■ Information shown
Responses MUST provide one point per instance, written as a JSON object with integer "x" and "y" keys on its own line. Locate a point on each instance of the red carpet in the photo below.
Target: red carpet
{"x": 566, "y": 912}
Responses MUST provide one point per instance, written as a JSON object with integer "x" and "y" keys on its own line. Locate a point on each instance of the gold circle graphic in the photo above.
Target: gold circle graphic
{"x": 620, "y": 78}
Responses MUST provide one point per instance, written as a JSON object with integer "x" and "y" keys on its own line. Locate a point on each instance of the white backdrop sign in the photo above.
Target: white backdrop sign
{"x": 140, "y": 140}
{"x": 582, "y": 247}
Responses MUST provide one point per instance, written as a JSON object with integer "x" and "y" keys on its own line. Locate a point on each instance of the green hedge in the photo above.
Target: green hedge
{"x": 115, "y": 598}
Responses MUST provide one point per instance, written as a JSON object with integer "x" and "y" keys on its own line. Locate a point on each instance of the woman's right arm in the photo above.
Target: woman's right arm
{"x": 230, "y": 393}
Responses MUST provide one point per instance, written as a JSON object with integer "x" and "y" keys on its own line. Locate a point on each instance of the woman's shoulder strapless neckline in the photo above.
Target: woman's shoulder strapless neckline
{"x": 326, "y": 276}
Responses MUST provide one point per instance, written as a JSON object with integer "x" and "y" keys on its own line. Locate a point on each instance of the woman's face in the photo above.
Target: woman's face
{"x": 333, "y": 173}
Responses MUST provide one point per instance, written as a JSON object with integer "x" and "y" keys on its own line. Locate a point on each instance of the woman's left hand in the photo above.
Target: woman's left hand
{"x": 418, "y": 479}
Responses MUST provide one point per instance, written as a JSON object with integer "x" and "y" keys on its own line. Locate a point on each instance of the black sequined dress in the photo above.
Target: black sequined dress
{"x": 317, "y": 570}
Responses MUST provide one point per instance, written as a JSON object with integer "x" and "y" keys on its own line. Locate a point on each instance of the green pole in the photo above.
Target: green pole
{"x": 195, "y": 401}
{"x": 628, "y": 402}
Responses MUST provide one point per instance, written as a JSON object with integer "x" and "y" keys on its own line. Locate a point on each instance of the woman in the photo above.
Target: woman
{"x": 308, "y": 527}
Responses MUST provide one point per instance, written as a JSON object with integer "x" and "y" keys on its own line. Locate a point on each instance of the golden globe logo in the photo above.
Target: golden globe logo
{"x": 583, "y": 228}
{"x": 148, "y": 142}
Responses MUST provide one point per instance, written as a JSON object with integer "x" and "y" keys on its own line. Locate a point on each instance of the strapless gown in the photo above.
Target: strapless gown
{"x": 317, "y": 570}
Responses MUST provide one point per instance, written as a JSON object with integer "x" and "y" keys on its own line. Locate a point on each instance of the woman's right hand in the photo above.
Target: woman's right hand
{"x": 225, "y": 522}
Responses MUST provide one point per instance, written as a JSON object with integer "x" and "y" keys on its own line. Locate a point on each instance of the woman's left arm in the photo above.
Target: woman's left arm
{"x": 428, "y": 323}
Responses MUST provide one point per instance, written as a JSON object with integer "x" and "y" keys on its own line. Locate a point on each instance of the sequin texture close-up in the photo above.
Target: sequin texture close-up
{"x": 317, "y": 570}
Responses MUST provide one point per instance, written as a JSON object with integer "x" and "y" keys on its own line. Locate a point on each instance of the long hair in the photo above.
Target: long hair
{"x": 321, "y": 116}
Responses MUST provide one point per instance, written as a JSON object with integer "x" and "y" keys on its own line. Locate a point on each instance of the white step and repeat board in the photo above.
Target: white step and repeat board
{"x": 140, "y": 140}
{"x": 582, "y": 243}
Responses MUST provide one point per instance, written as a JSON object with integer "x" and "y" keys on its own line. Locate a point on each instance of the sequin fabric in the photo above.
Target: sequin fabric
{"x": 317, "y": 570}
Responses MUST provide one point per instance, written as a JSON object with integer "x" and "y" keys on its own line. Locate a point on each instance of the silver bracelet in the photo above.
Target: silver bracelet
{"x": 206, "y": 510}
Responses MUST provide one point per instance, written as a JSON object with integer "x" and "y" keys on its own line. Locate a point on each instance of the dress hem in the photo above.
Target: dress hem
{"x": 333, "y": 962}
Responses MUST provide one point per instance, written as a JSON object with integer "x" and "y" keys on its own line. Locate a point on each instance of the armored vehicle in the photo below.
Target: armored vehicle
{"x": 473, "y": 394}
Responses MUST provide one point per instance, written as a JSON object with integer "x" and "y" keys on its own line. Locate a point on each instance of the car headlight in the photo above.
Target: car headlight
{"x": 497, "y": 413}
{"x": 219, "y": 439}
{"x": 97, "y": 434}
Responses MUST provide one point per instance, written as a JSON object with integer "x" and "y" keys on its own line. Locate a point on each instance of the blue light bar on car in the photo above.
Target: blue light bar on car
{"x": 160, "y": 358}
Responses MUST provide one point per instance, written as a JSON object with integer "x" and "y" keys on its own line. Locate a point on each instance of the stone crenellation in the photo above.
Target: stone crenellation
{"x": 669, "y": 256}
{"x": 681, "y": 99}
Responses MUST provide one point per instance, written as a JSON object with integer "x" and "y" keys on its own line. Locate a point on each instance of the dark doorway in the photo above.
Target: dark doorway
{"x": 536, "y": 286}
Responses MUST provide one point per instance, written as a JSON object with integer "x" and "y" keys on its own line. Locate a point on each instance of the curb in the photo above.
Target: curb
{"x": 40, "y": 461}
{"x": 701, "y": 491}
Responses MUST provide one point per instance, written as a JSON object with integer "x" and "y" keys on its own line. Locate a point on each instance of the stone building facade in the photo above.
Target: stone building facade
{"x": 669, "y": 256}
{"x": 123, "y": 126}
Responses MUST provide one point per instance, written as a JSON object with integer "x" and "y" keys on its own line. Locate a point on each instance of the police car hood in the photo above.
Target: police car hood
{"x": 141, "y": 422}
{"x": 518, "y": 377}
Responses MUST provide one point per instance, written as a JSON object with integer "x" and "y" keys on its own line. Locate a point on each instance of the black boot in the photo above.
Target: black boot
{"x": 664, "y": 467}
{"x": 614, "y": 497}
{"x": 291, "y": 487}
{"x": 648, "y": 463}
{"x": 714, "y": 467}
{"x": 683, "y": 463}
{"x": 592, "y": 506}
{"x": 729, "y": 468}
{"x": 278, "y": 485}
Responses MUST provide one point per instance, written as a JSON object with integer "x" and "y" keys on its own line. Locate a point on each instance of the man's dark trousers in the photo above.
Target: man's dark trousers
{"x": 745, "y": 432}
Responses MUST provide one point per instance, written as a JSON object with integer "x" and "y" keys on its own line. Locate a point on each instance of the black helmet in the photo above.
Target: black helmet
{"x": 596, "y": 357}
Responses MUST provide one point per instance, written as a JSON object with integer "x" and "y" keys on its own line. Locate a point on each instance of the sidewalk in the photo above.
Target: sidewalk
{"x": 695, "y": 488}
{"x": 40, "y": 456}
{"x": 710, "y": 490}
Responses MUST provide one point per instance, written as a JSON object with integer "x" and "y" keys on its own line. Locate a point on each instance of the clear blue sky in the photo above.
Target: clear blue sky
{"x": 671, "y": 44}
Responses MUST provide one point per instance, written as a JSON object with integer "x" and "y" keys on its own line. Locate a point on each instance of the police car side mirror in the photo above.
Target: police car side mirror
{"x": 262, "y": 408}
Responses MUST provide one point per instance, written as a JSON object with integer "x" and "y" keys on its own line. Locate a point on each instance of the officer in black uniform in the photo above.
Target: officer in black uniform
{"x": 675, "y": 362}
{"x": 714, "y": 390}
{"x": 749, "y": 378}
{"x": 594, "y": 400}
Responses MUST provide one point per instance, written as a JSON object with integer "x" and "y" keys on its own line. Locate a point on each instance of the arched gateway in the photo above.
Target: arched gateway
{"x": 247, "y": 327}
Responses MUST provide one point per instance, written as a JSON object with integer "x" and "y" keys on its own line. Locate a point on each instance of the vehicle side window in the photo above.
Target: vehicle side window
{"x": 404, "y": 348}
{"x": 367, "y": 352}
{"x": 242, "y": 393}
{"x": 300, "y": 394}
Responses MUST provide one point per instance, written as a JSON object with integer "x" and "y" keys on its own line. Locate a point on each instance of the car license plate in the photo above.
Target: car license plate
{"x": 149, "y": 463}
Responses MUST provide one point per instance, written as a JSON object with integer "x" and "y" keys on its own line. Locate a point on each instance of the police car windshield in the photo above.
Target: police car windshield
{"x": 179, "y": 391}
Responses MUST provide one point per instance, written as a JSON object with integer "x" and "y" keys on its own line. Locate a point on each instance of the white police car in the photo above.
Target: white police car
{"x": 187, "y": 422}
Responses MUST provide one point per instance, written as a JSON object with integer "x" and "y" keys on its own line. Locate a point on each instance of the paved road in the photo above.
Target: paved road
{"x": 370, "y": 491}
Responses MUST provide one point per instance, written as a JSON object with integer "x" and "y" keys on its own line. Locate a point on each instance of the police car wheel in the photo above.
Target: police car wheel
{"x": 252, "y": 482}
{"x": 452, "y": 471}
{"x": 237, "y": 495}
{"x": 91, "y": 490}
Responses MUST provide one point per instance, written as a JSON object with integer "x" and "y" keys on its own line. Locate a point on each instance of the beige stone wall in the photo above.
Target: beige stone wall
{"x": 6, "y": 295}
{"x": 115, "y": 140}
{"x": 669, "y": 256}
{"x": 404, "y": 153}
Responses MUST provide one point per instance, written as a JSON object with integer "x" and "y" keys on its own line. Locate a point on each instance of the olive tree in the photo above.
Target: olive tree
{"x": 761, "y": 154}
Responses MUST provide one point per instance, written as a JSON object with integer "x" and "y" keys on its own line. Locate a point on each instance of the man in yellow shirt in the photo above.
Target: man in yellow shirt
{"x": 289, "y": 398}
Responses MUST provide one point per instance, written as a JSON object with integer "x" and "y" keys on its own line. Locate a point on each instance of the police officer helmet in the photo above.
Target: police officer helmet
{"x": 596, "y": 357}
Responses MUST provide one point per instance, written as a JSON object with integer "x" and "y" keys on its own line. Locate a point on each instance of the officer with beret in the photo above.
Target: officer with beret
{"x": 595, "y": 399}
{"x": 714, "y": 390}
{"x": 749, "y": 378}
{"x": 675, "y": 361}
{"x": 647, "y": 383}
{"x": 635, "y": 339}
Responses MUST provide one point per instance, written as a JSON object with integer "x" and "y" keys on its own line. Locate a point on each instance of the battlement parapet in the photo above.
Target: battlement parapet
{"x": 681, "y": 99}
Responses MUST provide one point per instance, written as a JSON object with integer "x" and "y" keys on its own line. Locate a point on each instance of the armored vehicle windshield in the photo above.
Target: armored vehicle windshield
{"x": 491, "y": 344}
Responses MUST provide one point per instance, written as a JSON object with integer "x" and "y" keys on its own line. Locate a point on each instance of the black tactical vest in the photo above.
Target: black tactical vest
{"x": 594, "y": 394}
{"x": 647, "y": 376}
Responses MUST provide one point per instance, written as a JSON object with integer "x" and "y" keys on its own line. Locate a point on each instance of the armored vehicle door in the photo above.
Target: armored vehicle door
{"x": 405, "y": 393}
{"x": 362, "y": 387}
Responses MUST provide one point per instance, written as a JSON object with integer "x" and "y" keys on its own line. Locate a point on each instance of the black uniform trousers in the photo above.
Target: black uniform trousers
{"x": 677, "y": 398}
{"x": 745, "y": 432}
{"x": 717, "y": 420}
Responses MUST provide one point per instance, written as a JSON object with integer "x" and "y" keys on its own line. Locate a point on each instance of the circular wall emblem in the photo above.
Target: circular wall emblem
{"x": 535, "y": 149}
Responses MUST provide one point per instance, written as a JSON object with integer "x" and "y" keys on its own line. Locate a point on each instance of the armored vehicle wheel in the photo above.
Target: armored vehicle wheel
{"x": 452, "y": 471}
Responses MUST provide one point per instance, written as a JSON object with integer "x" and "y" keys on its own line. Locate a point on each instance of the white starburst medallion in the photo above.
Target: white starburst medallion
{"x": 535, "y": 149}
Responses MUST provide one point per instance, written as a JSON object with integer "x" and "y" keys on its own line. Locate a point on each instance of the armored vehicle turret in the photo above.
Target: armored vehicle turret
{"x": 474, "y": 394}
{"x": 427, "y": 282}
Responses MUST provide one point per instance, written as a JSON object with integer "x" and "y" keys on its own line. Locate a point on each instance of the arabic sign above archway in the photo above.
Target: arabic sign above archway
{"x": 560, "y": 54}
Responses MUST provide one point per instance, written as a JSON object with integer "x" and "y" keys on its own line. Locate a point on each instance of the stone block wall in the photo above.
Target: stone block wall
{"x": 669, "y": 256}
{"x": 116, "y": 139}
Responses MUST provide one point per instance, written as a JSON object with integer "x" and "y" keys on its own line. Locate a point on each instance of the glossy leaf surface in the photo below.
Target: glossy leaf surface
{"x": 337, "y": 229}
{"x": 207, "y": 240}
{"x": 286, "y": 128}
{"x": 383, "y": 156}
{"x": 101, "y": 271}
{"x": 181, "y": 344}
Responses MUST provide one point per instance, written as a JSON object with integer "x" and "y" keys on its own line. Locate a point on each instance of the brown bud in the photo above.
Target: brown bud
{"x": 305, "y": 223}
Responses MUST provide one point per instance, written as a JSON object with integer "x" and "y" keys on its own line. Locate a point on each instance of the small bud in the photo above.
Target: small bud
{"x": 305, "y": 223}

■ Work required
Return exactly, and only, the line containing "turret in the photo above." and every line after it through the end of the material.

■ Complete response
Responses MUST provide one point per instance, written as a JSON object with integer "x" and "y" keys on its own line. Locate a point on each instance of the armored vehicle turret in the photo above.
Target: armored vehicle turret
{"x": 474, "y": 394}
{"x": 427, "y": 282}
Responses MUST provide one point per instance, written as a JSON object with integer "x" and "y" keys on its own line. Locate a point on each instance of the arabic sign above archway in the photo above.
Target: arabic sign above archway
{"x": 560, "y": 54}
Responses MUST provide one point per instance, written as a JSON object with integer "x" and "y" keys on its own line. Locate a point on each instance of the stone block wall in the photo above.
Target: stone block wall
{"x": 669, "y": 256}
{"x": 116, "y": 139}
Responses MUST provide one point per instance, written as a JSON object with integer "x" and "y" keys on its own line. Locate a point on each instance of the glossy leaf surface in the photo below.
Target: glossy leaf surface
{"x": 337, "y": 229}
{"x": 207, "y": 240}
{"x": 286, "y": 128}
{"x": 383, "y": 156}
{"x": 101, "y": 271}
{"x": 181, "y": 344}
Responses MUST provide one point per instance, written as a JSON object with integer "x" and "y" keys on its own line. Locate a point on each instance of the brown bud in the photo above.
Target: brown bud
{"x": 305, "y": 223}
Responses MUST provide one point per instance, written as a JSON object with integer "x" and "y" keys on its own line. Locate a point on each instance of the small bud in the photo above.
Target: small bud
{"x": 305, "y": 223}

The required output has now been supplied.